◆ RECORD EXTRACTS ◆
┄┄┄┄┄┄┄┄┄┄┄┄┄┄┄┄┄┄┄┄
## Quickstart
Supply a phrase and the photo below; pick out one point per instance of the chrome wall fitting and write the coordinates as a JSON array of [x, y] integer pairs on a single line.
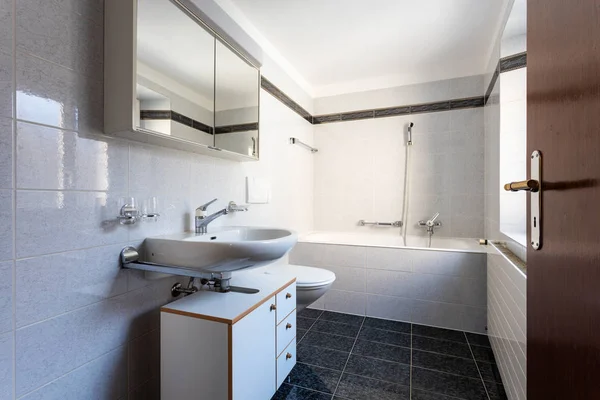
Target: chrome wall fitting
[[129, 213], [178, 288], [395, 224]]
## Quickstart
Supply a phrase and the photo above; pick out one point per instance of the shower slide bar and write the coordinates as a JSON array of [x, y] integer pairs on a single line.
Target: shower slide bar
[[395, 224], [301, 143]]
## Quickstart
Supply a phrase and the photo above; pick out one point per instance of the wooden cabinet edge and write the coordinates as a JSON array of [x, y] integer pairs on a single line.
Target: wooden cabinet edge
[[234, 320]]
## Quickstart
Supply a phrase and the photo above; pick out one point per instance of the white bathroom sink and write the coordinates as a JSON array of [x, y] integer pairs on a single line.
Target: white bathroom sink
[[226, 249]]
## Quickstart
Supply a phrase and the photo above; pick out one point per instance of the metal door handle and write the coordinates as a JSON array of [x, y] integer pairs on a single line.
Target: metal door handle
[[530, 185], [534, 186]]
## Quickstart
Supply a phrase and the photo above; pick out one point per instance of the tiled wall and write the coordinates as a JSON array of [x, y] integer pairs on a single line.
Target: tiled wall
[[506, 284], [73, 325], [507, 325], [361, 164], [439, 288]]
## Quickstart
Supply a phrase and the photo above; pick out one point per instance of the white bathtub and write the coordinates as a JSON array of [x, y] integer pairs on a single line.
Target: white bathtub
[[378, 276], [378, 240]]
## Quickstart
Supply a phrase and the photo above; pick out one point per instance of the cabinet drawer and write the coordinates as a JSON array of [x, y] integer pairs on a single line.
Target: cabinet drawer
[[286, 331], [286, 302], [285, 362]]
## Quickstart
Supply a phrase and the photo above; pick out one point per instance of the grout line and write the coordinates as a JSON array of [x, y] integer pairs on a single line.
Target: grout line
[[14, 196], [477, 366], [349, 355], [411, 366], [304, 387], [71, 371]]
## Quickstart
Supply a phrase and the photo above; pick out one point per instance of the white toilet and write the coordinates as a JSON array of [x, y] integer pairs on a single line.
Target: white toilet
[[311, 282]]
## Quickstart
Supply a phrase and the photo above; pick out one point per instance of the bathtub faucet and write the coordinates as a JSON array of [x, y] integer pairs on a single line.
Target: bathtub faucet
[[431, 224]]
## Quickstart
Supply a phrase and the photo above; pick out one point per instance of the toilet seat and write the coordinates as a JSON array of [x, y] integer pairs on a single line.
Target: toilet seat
[[306, 277]]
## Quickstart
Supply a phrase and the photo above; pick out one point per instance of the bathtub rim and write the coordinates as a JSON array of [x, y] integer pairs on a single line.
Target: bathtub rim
[[484, 249]]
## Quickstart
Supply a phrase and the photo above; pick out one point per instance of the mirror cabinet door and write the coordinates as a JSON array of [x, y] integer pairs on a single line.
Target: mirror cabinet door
[[175, 73], [236, 103]]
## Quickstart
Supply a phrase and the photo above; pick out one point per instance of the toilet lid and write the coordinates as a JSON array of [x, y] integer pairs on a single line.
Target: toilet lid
[[305, 276]]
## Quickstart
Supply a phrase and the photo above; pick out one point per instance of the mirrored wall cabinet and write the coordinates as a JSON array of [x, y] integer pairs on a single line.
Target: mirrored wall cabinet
[[172, 81]]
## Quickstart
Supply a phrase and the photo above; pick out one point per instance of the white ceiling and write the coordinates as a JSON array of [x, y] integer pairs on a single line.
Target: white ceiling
[[341, 46]]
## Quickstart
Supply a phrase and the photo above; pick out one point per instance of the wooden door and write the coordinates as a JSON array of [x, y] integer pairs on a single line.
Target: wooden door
[[563, 281]]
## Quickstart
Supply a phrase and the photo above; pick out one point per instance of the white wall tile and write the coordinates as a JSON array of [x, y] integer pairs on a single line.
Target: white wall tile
[[6, 94], [36, 33], [62, 98], [345, 302], [50, 222], [6, 25], [6, 296], [50, 158], [6, 150], [102, 378], [6, 225], [6, 365], [44, 355], [67, 281], [349, 279]]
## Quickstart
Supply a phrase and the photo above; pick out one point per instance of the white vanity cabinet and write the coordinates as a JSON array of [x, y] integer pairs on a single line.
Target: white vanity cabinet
[[230, 346]]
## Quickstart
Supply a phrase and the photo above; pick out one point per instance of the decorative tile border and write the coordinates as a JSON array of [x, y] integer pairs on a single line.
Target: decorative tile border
[[253, 126], [513, 62], [175, 116], [285, 99], [456, 104], [506, 64], [471, 102]]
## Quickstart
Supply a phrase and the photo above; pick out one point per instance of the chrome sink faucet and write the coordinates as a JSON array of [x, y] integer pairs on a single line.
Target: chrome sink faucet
[[431, 224], [202, 220]]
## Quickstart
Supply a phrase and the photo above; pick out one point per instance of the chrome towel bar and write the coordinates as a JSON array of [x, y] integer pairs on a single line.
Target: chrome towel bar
[[301, 143], [395, 224]]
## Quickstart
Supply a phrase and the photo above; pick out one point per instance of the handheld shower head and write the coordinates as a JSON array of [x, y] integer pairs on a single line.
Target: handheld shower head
[[409, 142]]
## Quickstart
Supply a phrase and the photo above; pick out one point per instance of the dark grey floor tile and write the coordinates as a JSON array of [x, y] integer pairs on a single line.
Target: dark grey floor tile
[[304, 323], [447, 384], [360, 388], [342, 318], [336, 328], [444, 363], [289, 392], [439, 333], [422, 395], [310, 313], [483, 354], [441, 346], [382, 351], [379, 369], [315, 378], [300, 334], [387, 337], [395, 326], [496, 391], [327, 340], [478, 340], [489, 372], [321, 357]]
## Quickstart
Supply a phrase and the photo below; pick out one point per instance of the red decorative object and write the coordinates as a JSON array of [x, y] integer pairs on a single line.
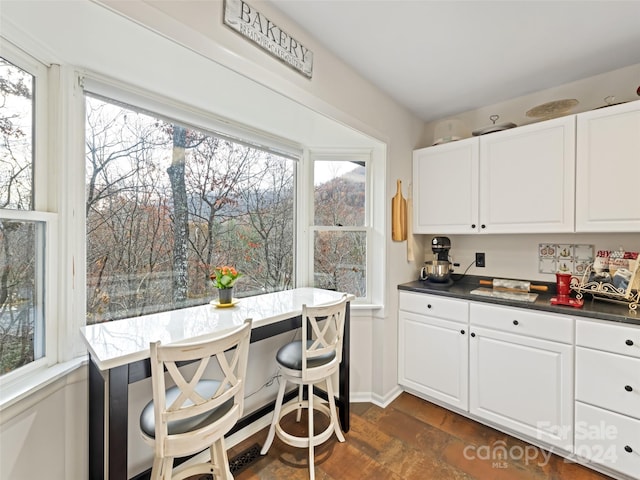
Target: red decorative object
[[563, 289]]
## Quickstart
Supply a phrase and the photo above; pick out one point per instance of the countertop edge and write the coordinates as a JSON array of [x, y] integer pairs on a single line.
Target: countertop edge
[[596, 309]]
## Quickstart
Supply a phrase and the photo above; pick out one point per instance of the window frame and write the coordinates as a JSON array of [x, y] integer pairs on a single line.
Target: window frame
[[364, 155], [47, 267]]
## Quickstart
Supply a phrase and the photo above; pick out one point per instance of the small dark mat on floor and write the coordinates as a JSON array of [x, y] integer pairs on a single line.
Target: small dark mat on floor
[[241, 461]]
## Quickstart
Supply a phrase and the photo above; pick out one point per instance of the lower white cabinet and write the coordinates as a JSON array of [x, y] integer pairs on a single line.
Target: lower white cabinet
[[433, 348], [608, 438], [520, 381], [607, 428], [571, 384]]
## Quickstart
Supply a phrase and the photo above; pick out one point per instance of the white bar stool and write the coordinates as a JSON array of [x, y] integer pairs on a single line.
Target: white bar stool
[[323, 327], [196, 413]]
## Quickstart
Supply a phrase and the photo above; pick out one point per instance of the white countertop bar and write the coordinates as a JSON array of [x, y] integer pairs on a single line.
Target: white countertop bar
[[120, 342]]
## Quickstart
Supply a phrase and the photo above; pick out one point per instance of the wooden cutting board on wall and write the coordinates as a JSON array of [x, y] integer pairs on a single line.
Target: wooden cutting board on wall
[[398, 215]]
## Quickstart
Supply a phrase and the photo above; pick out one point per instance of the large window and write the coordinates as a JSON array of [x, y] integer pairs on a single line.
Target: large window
[[166, 203], [23, 229], [340, 222]]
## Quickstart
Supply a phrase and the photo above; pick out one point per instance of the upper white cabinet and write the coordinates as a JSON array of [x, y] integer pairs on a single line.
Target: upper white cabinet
[[445, 188], [515, 181], [608, 169], [521, 371], [527, 178]]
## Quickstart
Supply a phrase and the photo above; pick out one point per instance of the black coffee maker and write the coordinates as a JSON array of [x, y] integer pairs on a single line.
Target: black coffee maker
[[439, 269], [440, 246]]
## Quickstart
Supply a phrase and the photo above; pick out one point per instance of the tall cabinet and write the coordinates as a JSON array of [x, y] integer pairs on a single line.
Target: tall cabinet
[[445, 187], [608, 169]]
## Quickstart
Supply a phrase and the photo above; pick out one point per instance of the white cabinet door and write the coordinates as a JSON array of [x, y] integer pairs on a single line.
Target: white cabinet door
[[522, 383], [433, 356], [445, 188], [608, 169], [527, 178]]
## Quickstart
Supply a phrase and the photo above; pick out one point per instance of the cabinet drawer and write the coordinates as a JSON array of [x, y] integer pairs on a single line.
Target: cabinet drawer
[[608, 438], [434, 306], [609, 381], [624, 340], [515, 320]]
┄┄┄┄┄┄┄┄┄┄┄┄┄┄┄┄┄┄┄┄
◆ YOUR OBJECTIVE ◆
The answer consists of every line above in which the word "below" occurs.

◆ RESULT OF THE TASK ◆
Supply a phrase and the photo below; pick out one point per instance of the chrome wall fitting and write the coordinates as a JSON array of [x, y] integer pairs on a single line.
Supply a phrase and the photo below; pick out one point per instance of the red decorative object and write the coordinates as a JSON array of [x, y] integer pairs on a single line.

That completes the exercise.